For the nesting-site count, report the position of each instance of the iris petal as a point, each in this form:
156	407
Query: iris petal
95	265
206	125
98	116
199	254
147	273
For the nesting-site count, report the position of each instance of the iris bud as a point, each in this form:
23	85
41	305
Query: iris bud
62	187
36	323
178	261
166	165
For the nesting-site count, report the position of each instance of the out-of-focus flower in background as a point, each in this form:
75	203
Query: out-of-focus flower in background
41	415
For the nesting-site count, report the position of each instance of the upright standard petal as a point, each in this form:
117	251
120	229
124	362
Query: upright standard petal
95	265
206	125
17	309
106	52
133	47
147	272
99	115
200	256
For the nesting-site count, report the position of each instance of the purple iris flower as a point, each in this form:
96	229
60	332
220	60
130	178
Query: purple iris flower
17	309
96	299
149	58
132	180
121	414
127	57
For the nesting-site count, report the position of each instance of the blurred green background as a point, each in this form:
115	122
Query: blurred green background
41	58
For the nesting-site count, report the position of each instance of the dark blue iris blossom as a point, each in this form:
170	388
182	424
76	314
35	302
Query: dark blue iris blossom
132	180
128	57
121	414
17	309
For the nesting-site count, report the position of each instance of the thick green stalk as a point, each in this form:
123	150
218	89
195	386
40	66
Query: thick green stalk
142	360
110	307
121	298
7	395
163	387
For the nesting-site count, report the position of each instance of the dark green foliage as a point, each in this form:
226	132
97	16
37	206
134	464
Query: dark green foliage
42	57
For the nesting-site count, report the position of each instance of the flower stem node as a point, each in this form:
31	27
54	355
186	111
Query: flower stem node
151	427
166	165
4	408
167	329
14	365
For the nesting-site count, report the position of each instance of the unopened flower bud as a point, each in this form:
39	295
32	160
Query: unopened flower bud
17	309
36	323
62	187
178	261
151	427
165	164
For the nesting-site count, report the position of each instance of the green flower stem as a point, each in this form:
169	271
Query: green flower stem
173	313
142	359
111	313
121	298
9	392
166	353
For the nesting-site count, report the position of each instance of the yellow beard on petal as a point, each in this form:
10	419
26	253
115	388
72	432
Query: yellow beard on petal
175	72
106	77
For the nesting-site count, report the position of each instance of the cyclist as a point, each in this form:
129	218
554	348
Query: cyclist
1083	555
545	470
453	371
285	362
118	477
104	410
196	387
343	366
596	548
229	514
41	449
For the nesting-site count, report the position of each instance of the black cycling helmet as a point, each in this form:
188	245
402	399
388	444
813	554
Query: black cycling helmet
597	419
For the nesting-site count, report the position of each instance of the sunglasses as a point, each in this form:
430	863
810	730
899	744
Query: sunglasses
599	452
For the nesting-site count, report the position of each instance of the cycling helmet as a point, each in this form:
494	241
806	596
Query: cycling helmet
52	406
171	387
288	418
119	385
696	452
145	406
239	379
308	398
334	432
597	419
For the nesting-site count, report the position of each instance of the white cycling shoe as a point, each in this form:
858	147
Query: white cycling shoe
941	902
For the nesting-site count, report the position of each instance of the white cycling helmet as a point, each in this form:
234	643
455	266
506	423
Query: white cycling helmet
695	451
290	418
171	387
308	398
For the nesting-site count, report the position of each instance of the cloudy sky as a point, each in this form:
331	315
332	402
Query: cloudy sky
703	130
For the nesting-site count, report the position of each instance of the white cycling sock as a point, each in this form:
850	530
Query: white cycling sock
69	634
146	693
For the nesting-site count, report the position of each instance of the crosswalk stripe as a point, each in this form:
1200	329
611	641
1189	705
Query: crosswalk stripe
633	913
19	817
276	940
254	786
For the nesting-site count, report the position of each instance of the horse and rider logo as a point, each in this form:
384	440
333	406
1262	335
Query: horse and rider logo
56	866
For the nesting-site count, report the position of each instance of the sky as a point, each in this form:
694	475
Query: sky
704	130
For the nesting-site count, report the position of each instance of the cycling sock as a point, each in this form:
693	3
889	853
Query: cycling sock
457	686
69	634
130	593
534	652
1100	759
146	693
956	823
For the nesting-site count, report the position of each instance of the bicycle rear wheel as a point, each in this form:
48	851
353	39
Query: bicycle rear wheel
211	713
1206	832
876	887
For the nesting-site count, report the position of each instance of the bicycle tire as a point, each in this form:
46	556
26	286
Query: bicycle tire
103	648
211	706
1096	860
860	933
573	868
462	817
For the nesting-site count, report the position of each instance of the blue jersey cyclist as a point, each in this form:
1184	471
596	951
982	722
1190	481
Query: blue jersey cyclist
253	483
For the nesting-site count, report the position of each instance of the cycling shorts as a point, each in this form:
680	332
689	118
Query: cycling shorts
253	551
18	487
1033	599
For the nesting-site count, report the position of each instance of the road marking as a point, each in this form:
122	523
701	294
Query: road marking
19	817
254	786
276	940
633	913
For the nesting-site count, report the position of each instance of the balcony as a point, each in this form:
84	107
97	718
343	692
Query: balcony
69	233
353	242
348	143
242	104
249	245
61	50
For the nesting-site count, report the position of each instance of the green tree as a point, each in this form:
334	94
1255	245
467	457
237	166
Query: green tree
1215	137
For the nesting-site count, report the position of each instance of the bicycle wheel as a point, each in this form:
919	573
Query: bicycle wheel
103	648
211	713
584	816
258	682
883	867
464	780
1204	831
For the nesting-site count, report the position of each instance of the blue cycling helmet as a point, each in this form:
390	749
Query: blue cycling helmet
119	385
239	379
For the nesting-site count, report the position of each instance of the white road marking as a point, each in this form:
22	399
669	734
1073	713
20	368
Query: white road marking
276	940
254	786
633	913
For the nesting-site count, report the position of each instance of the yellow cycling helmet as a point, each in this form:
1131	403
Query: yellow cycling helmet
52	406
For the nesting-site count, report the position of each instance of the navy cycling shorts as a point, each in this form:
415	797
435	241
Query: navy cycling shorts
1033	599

Required work = Rewrite all of the entries above with "nesting-site count" replaced by "field survey" wherever it occurs, keeping everything else the same.

Task solution =
For the field survey, report the position of each instance of the iris petal as a point, each in this form:
156	407
Query: iris petal
95	265
206	125
98	116
199	254
147	273
For the field survey, report the position of each instance of the iris bud as a point, each in this form:
23	85
41	305
Query: iris bud
62	187
36	323
178	261
166	165
For the field survey, report the position of each instance of the out-of-focus flower in background as a point, each in this form:
75	203
Query: out-of-focus flower in background
41	415
For the field survey, report the position of each instance of the upright standard petal as a point, each in this form:
117	251
120	229
124	362
Query: upright standard petal
95	265
206	125
17	309
106	52
133	47
147	272
99	115
200	256
For the field survey, report the position of each instance of the purple iris flower as a point, each in this form:
96	229
60	332
220	60
130	178
Query: purple iris flower
17	309
96	299
149	58
132	180
121	414
127	57
For the field survey, report the position of each instance of the blurred green background as a point, each in this form:
115	122
Query: blurred green background
41	58
For the field survey, report the position of each instance of the dark blue iris blossom as a point, each in this form:
170	388
182	424
76	314
35	302
Query: dark blue iris blossom
132	180
128	57
121	414
17	309
For the field survey, report the position of each instance of the thick green stalk as a point, each in this form:
123	150
218	89
195	386
40	66
Query: thick green stalk
142	360
110	307
121	298
7	395
163	387
For the field survey, report the position of each instance of the dark green foliage as a point, each in this form:
226	132
97	16
37	206
134	464
Query: dark green foliage
42	57
For the field survey, report the position of each instance of the flower stem node as a point, each in this form:
31	27
54	355
186	111
Query: flower stem node
151	427
166	165
4	408
167	329
14	365
For the field survey, report the position of each instance of the unopened flower bud as a point, each in this form:
39	295
32	160
Query: unopened flower bud
17	309
36	323
62	187
178	261
151	427
165	164
For the field survey, report the position of each instance of the green flower stem as a point, each in this form:
169	271
Query: green flower stem
173	313
142	359
111	313
121	298
9	392
166	353
For the field survey, report the position of each instance of the yellow beard on petal as a point, each in this form:
10	419
26	253
115	388
72	432
Query: yellow beard on petal
175	72
106	77
For the field survey, report the position of each instance of the cyclist as a point, each in this form:
129	218
554	348
Query: cyclist
1083	555
545	470
453	371
285	362
118	477
104	410
196	387
343	366
596	548
229	514
41	449
For the field survey, report the position of each instance of the black cycling helmet as a point, each in this form:
188	245
402	399
388	444
813	554
Query: black cycling helmet
597	419
For the field survey, report the position of each instance of the sunglasses as a point, each in this form:
430	863
810	730
899	744
Query: sunglasses
599	452
For the field survey, report the position of each instance of the cycling helmet as a point, each in this form:
494	241
806	596
Query: cycling helmet
52	406
171	387
288	418
119	385
696	452
145	406
239	379
308	398
334	432
597	419
For the field survey, report the position of each instance of the white cycling shoe as a point, each in this form:
858	147
Query: white cycling shoe
941	902
For the field survey, report the position of each instance of the white cycling helmet as a point, each in this form:
234	643
455	266
506	423
Query: white cycling helmet
695	451
290	418
171	387
308	398
For the field survey, report the position of each instance of the cloudy sky as a point, each in this form:
331	315
332	402
Query: cloudy sky
703	130
For the field survey, report the position of each instance of the white cycling sock as a point, each in this form:
850	530
Query: white cycling sock
69	634
146	693
For the field survey, report the position of each instance of the crosswalk stripe as a point, each in this form:
1200	329
611	641
1189	705
Query: crosswalk stripe
633	913
19	817
276	940
254	786
For the field survey, report the position of each instance of the horse and rider logo as a point, each in this form:
384	440
333	406
1262	335
Query: horse and rider logo
56	866
For the field survey, report the position of each instance of the sky as a point, each in this form:
694	475
Query: sky
704	130
For the field survey, report the position of each instance of the cycling sock as a point, each in this form:
693	3
889	853
Query: cycling sock
457	686
69	634
130	593
534	652
1100	759
146	693
956	823
For the field survey, report the position of each instance of the bicycle rear wheel as a point, each in this form:
48	851
353	39
Query: bicycle rear wheel
211	713
1206	832
876	887
For the field survey, report the position of each instance of the bicycle tire as a point, each in this form:
46	556
26	286
Query: bicycle tire
103	648
211	706
1096	860
860	933
573	868
462	817
For the field survey, report the position of each instance of the blue jersey cyclist as a point, each in this form:
1184	471
596	951
982	722
1190	481
Query: blue jersey cyclist
253	483
For the field survey, report the position of each instance of the cycling shorts as a point, each in this form:
680	332
689	118
Query: cycling shorts
253	551
18	487
1033	599
For the field survey, report the position of each instance of the road marking as a point, each in this form:
122	523
701	294
Query: road marking
19	817
254	786
276	940
633	913
For the field survey, report the position of each instance of the balcony as a point, each in this form:
84	107
97	718
343	692
Query: balcony
69	233
353	242
348	143
242	104
249	245
61	50
For the field survey, report the position of each instance of the green tree as a point, each in this form:
334	94
1255	245
467	457
237	166
Query: green tree
1215	137
For the field survey, report the position of each instance of the bicycle wheel as a point, each in this form:
919	573
Query: bicycle wheel
103	648
211	713
584	816
258	682
883	867
464	780
1204	831
For the field survey, report the position of each instance of the blue cycling helmet as a point, each in this form:
390	749
Query: blue cycling helmet
119	385
239	379
For the field survey, report the position of each instance of the white road marking as a point, each in this form:
22	399
669	734
1073	713
20	368
Query: white road marking
276	940
254	786
633	913
For the field survey, report the position of each instance of the yellow cycling helmet as a point, each in this form:
1131	403
Query: yellow cycling helmet
52	406
For the field survey, report the position of each instance of the navy cycling shorts as a point, each in this form:
415	797
435	241
Query: navy cycling shorts
1033	599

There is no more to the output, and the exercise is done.